(Extracted entries Opens)

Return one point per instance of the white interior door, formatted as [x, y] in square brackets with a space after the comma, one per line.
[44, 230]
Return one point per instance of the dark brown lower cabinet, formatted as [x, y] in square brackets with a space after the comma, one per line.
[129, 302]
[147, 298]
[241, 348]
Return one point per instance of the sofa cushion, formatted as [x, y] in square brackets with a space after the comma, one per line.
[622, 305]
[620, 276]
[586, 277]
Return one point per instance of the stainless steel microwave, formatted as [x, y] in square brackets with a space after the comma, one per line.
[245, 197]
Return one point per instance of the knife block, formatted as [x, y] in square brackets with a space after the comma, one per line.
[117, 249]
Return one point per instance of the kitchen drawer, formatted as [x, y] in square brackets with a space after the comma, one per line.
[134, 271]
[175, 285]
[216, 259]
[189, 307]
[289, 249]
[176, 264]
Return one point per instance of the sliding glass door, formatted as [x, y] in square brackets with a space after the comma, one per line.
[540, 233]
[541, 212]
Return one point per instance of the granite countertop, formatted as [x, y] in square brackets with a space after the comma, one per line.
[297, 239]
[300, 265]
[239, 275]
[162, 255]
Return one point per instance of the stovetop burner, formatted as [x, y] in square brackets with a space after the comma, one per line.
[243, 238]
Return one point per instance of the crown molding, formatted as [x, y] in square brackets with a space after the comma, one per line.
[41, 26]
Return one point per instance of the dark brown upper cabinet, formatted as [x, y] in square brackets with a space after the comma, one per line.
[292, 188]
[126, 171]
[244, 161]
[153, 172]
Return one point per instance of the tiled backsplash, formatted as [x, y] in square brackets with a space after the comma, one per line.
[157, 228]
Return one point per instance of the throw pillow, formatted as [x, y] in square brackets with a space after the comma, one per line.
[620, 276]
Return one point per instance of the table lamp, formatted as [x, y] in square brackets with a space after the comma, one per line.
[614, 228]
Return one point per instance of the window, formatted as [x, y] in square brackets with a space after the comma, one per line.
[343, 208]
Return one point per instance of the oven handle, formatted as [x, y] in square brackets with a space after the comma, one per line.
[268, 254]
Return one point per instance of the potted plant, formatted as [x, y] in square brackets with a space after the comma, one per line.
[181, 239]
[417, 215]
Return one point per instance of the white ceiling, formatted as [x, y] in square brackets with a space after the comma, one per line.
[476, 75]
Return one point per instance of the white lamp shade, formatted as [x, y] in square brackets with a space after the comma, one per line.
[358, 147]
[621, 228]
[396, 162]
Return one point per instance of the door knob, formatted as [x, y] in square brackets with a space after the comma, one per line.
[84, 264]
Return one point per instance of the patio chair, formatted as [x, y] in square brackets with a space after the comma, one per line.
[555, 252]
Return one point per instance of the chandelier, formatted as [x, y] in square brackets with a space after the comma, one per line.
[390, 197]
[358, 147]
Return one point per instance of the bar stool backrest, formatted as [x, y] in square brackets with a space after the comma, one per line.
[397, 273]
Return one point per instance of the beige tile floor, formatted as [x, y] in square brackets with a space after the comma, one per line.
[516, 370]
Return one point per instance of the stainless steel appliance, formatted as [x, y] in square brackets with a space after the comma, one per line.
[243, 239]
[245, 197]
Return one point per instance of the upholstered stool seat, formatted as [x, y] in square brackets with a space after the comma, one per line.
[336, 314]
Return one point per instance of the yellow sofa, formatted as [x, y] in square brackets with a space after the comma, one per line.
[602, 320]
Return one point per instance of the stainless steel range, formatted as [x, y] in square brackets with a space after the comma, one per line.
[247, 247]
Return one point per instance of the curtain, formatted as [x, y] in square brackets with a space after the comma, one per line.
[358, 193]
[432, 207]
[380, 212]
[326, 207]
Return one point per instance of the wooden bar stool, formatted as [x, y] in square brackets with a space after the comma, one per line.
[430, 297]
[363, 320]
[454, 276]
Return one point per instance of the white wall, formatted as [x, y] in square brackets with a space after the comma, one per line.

(Extracted entries Closes)

Task objective:
After reading the data above, print it all again exactly.

Response area:
Return one point per instance of the white interior door, formatted as [x, y] in square brackets with a space after the comma, one per line.
[44, 230]
Return one point per instance of the dark brown lower cabinet, formatted as [x, y] in square brackets with a space after the comma, one per line.
[129, 302]
[147, 298]
[241, 348]
Return one point per instance of the sofa cushion, formatted as [x, y] in square brackets with a space after the comma, one per line.
[622, 305]
[620, 276]
[586, 277]
Return one point per instance of the stainless steel microwave, formatted as [x, y] in square brackets with a space after the comma, one per line.
[245, 197]
Return one point per instance of the knife block, formatted as [x, y] in square brackets with a space after the comma, one per line.
[117, 249]
Return one point per instance of the kitchen drawer, formatted as [x, y] in square brackets with a space after the comma, one per line.
[134, 271]
[175, 285]
[216, 259]
[189, 307]
[289, 249]
[176, 264]
Return one point per instance of the sliding glass door, formatted as [x, y] in square brackets with a space after the comma, one per line.
[540, 233]
[541, 212]
Return one point per instance of the granite countertop, formatted as [x, y] in square brackets with a space after the comma, one per line.
[297, 239]
[300, 265]
[239, 275]
[162, 255]
Return one point per instance of the stovetop burner, formatted as [x, y] in square brackets with a space after the comma, one per line.
[243, 238]
Return one point per instance of the crown molding, formatted as [x, y] in square brackets with a space after the comma, one per line.
[41, 26]
Return one point per instance of the dark brown upper cabinet, formatted as [x, y] in square brackets with a space after the comma, one per line.
[292, 188]
[126, 171]
[244, 161]
[153, 172]
Return one point per instance of the tiled backsplash, formatted as [x, y] in square brackets with a space after the comma, one per line.
[157, 228]
Return one point per instance of the throw pillow, formatted as [x, y] in square brackets with a space after the comma, one per line.
[620, 276]
Return one point per instance of the table lamp, formatted as [x, y] in square brackets with a space after the comma, one per line.
[614, 228]
Return one point per instance of the window, formatted as [x, y] in square brackets with a space after the comma, one per line.
[343, 208]
Return one point per instance of the oven handle, formatted as [x, y] in square brackets with a space after the comma, one per line.
[268, 254]
Return one point per instance of the potted plant, formatted as [x, y] in square brackets with a space after the comma, one per line.
[181, 239]
[417, 215]
Return one point per instance of the white ceiling, formatted as [x, y] in square brackets with a space after the comma, one per line.
[476, 75]
Return one point per instance of the white lamp shade, formatted as [x, y] in square brackets with a space after the comma, one per line.
[358, 147]
[621, 228]
[396, 162]
Return one point per instance of the door knob, formatted as [x, y] in square brackets with a space after the comma, one per line.
[84, 264]
Return one point per instance of the patio chair, formatted as [x, y] in square brackets with a space after the comma, one per line.
[555, 252]
Return one point per instance of the chandelier, formatted as [x, y] in square brackets with a space after the comma, one per line.
[390, 197]
[358, 147]
Return one point per instance of the bar stool backrest, formatted as [x, y] in square brackets with a space after the comma, one per line.
[397, 273]
Return one point per instance of the beige tile floor, formatted as [x, y] in square brackets with a space after the comma, one per line.
[516, 370]
Return one point per instance of the stainless steel appliance, formatted as [x, y] in square brackets with a space after the comma, one per line.
[243, 239]
[245, 197]
Return one point per instance of the upholstered stool seat, formatted as [x, y] in square brackets with a space after the comma, one per line.
[336, 314]
Return one point per instance of the yellow sofa, formatted as [x, y] in square brackets with a space after the comma, one per line.
[602, 320]
Return one point per instance of the stainless steel range, formatted as [x, y] in square brackets with a space after the comma, one per line.
[247, 247]
Return one point per instance of the curtain, formatted as [x, y] in square brackets with a space after the comma, one per line.
[358, 193]
[432, 207]
[380, 212]
[326, 207]
Return one point per instance of the wooden bar stool, formatted as [x, y] in square brackets with a space after the comma, one per line.
[430, 297]
[363, 320]
[454, 276]
Return one point per instance of the white wall, formatted as [x, y] in square brackets with a space after the comma, one per line.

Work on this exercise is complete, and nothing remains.